*** Begin section ***

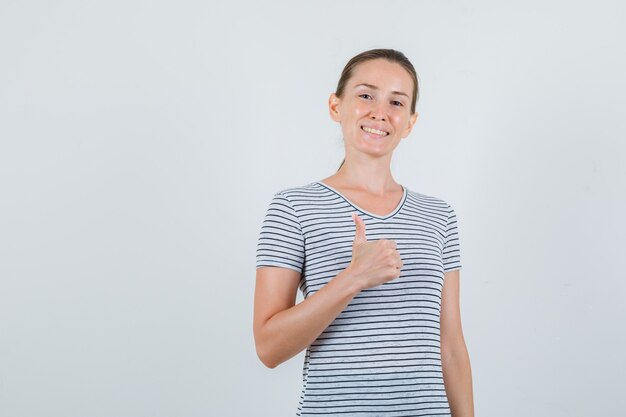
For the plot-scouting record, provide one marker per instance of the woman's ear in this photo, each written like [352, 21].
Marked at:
[333, 107]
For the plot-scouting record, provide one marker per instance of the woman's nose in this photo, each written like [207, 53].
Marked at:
[377, 112]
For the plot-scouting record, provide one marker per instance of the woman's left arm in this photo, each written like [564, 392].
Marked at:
[457, 373]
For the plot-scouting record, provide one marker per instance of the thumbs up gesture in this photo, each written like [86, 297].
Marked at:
[373, 262]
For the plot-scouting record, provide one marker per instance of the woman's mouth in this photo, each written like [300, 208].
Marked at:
[374, 131]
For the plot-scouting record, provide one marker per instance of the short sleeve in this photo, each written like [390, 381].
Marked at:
[281, 242]
[451, 250]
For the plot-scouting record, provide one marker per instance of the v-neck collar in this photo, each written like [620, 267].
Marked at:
[376, 216]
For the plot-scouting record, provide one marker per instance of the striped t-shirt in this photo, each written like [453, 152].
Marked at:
[381, 355]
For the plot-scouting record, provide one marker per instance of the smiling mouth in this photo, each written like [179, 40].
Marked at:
[374, 131]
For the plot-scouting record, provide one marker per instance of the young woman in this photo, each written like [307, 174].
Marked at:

*** End section ***

All lines with the string "mouth" must be copied from the data.

ANSWER TO THIS EXERCISE:
For the plot-scouting record, provide one marker per instance of the woman's mouth in this photo, each written like [300, 208].
For the plot-scouting record, provide one marker per instance of the smiling mouth in this photo, each written like [179, 40].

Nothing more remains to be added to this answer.